== What to work on ==
Please edit the records from the line containing "job: give the outline of every instance of the man's ear" down to the line containing "M168 35L171 35L172" so that "man's ear" becomes "person's ear" and nothing else changes. Return only those lines.

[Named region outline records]

-- Start --

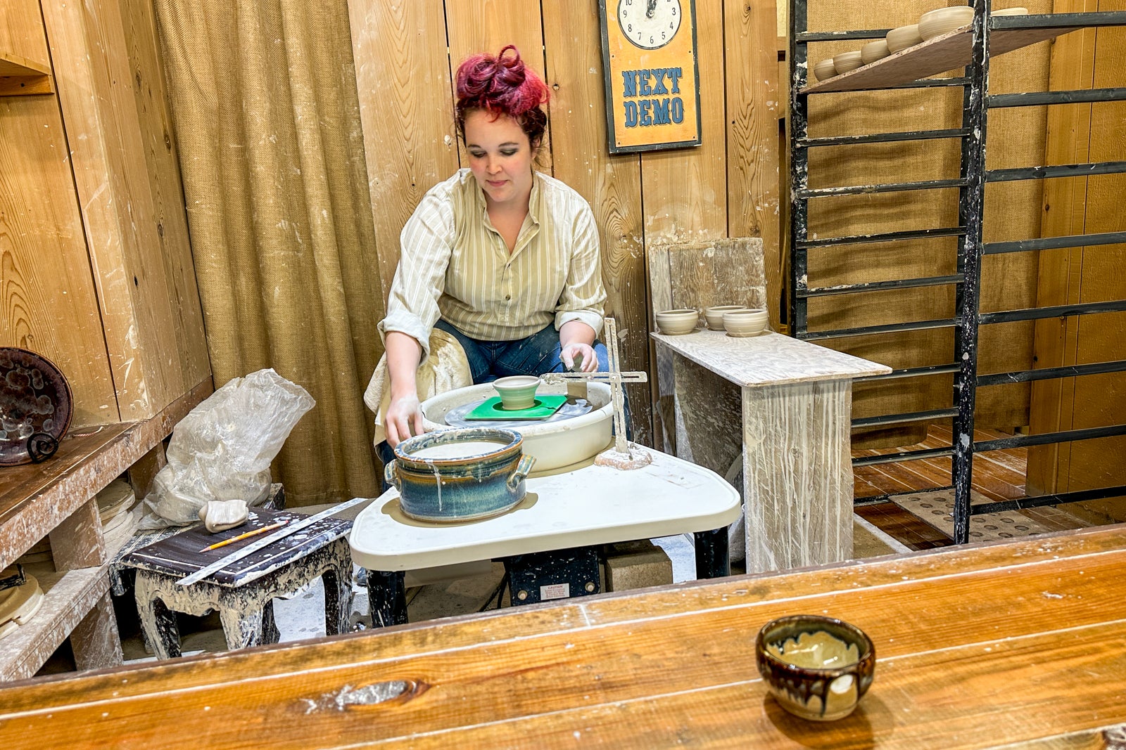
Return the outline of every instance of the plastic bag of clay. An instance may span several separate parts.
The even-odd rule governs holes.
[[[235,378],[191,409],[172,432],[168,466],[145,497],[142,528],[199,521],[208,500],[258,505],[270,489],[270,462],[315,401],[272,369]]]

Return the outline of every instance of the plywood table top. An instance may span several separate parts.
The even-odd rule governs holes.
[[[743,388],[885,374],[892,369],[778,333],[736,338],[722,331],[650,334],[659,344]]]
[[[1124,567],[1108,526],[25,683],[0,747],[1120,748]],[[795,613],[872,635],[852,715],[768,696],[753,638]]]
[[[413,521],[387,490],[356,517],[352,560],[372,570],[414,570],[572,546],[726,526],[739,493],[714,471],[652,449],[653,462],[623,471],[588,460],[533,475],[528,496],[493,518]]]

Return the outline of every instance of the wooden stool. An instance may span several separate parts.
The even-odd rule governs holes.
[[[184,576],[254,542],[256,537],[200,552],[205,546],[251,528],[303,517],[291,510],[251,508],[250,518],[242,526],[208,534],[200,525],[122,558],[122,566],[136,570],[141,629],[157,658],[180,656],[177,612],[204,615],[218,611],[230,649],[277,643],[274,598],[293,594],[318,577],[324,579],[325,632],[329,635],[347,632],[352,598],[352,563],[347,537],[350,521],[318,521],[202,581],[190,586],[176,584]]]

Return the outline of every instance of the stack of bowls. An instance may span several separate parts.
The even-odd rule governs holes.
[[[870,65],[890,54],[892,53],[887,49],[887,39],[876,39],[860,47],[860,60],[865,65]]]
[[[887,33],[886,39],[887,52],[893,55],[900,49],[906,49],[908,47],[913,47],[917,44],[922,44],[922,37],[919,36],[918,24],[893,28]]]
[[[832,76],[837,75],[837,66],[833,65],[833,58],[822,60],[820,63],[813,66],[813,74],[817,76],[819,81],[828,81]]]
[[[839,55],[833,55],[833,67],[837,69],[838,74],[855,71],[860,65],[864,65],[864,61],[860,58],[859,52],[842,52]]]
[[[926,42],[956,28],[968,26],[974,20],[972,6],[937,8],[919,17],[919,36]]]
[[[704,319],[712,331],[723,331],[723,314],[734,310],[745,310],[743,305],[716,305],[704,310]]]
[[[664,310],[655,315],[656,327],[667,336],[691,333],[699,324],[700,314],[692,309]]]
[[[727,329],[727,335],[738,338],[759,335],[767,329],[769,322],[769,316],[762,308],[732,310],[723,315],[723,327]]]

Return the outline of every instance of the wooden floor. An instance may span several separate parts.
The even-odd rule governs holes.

-- End --
-- Start --

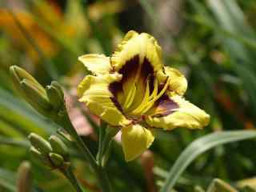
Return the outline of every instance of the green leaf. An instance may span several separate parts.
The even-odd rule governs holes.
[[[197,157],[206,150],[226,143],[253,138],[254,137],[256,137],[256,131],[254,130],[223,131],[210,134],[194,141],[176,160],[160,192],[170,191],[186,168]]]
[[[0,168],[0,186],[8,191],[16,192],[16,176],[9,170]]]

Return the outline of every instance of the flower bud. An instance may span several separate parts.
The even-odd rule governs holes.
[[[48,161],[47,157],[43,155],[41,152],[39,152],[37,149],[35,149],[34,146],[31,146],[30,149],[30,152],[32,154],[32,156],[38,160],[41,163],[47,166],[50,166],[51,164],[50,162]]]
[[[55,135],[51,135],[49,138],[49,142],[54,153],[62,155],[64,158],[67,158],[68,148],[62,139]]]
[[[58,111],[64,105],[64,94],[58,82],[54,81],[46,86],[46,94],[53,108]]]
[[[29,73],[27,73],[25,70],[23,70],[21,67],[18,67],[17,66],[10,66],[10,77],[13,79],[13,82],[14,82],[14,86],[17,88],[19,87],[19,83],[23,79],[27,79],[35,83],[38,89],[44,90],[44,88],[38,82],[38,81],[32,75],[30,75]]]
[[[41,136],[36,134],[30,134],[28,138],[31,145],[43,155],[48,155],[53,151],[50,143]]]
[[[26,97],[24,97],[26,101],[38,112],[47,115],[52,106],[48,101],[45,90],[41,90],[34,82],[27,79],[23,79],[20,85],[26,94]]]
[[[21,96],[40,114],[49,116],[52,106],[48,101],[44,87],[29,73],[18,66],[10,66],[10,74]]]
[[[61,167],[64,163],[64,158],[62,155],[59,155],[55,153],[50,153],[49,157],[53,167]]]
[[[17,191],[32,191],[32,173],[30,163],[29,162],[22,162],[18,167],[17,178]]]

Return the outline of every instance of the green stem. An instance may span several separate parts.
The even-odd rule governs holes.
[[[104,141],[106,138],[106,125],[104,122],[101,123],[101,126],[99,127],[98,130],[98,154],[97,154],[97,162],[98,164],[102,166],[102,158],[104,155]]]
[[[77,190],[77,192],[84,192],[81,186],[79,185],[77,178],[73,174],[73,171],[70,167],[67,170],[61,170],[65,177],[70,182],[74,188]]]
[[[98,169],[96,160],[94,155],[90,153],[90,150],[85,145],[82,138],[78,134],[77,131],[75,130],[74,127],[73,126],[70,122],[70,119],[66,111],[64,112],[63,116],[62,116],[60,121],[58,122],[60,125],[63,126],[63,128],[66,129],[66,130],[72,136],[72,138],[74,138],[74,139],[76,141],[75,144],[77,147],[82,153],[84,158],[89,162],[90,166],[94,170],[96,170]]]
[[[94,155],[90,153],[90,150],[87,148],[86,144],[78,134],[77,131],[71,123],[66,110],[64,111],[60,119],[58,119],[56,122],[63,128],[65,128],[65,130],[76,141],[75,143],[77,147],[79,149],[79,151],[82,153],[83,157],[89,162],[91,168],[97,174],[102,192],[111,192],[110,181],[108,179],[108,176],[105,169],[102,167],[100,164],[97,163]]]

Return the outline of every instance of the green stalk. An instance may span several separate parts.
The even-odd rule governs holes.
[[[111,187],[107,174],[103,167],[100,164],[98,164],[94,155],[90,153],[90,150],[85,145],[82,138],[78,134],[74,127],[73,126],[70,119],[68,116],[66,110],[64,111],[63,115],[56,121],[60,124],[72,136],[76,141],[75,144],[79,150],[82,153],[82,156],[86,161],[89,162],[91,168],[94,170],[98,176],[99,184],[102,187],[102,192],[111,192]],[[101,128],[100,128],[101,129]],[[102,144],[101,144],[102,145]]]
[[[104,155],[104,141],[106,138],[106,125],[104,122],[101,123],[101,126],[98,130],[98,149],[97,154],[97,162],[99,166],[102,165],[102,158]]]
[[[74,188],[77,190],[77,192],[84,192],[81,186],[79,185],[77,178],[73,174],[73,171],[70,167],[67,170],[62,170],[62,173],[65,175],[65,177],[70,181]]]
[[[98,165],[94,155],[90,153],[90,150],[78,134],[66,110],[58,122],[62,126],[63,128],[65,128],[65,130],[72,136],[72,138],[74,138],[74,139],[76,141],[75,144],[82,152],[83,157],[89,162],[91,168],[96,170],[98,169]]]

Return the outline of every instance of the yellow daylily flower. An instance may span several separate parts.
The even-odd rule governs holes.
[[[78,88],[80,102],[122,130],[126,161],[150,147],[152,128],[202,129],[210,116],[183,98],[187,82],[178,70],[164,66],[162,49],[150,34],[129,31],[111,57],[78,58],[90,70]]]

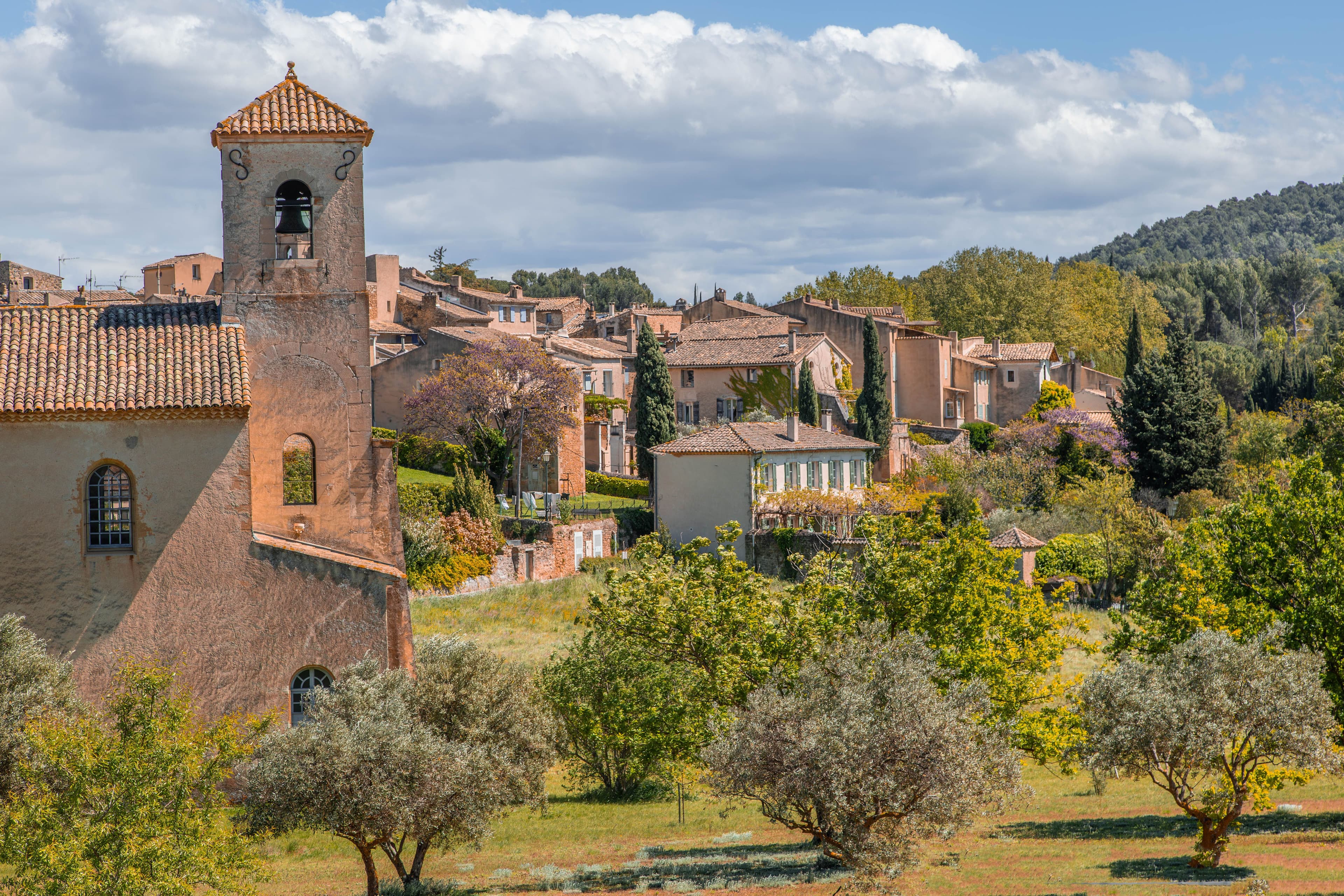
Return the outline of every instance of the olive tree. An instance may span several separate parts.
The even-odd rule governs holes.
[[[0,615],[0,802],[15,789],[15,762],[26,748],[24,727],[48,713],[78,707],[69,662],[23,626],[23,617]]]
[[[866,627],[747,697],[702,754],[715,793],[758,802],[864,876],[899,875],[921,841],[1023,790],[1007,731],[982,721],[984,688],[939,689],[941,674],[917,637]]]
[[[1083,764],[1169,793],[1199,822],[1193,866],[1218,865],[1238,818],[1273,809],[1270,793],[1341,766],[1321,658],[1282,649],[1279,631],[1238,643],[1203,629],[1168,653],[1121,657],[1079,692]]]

-- End --
-- Start --

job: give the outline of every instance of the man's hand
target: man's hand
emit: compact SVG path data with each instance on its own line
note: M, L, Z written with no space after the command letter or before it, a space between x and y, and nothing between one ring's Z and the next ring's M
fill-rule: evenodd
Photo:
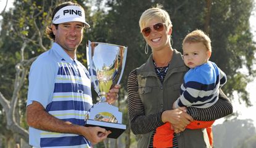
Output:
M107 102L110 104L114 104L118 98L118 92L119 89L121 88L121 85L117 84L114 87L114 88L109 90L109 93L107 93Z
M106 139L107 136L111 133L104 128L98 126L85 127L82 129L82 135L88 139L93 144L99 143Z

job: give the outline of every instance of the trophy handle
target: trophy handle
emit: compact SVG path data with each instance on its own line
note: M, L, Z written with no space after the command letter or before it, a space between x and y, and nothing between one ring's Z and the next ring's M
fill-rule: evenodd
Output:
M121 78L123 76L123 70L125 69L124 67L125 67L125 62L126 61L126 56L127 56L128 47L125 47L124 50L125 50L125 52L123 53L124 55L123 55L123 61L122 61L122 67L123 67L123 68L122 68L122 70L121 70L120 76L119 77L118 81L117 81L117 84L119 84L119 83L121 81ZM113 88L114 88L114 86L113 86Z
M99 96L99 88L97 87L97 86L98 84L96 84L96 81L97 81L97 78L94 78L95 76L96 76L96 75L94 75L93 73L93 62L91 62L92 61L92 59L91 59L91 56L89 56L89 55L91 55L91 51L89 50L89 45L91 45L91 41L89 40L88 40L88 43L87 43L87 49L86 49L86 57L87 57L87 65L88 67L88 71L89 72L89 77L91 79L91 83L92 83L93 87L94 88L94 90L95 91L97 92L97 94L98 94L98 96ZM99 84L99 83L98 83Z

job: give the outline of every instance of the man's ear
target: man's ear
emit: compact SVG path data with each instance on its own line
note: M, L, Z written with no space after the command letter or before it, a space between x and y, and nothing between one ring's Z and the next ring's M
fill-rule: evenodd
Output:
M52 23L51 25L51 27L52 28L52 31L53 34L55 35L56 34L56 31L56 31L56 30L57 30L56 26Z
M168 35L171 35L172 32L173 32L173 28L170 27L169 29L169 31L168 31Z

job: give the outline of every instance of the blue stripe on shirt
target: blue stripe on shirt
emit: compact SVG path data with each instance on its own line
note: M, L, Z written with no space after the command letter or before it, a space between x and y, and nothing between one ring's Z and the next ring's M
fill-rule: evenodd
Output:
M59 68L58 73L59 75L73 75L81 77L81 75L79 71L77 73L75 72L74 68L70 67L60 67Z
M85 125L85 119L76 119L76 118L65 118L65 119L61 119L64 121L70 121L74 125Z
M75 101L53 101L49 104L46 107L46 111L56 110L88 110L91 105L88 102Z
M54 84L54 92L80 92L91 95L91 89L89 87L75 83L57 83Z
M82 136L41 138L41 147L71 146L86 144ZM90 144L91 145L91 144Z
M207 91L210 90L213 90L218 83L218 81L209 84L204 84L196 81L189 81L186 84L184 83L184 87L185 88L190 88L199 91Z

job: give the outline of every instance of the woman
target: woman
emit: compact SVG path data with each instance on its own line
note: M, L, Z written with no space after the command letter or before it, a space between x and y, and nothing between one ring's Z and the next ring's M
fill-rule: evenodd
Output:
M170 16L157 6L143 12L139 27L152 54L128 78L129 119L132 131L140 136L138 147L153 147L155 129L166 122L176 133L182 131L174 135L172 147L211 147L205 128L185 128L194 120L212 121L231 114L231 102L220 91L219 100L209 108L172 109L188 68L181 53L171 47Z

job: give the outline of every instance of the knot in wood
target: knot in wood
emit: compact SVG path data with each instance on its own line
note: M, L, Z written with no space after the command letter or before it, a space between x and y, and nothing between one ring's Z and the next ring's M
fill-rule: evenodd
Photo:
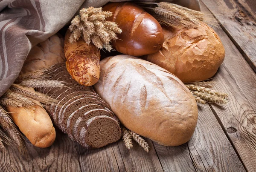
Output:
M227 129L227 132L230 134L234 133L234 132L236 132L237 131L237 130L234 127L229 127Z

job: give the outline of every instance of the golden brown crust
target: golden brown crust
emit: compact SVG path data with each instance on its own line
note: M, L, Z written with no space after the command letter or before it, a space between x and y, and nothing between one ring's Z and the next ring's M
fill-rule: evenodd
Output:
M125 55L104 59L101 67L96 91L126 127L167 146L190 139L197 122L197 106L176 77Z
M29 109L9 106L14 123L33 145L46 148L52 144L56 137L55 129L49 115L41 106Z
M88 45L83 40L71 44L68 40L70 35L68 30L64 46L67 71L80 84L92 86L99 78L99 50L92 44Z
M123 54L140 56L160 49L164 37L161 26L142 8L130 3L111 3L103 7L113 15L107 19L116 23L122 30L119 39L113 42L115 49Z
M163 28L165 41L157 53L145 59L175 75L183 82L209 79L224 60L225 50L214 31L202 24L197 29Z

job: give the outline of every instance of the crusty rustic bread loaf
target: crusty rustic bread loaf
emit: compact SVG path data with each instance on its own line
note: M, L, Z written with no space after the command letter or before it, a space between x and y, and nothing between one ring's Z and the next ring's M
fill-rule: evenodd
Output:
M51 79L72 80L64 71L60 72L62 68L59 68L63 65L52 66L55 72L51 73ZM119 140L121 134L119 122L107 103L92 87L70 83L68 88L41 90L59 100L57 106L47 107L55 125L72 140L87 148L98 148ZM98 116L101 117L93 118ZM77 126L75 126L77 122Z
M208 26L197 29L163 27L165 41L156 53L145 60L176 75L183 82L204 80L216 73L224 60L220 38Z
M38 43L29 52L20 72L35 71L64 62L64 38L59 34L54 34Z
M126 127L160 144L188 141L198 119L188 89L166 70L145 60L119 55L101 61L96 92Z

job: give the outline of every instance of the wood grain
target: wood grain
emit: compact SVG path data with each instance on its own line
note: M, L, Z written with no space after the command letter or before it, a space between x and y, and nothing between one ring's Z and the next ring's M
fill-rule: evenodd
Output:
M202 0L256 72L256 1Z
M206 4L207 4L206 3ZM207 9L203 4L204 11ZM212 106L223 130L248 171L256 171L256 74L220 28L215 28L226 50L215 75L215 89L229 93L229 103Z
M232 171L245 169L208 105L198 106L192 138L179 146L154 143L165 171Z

-- End --

== Answer to the problem ==
job: give the outline of every instance of the person's ear
target: person's ear
emit: compact SVG path data with each instance on its own line
note: M, L, Z written with no space after the command letter or before it, a space between x and y, and nothing between one ring's Z and the next ring's M
fill-rule: evenodd
Output:
M52 23L51 25L51 27L52 28L52 31L53 34L55 35L56 34L56 31L56 31L56 30L57 30L56 26Z
M168 35L171 35L172 32L173 32L173 28L170 27L169 29L169 31L168 31Z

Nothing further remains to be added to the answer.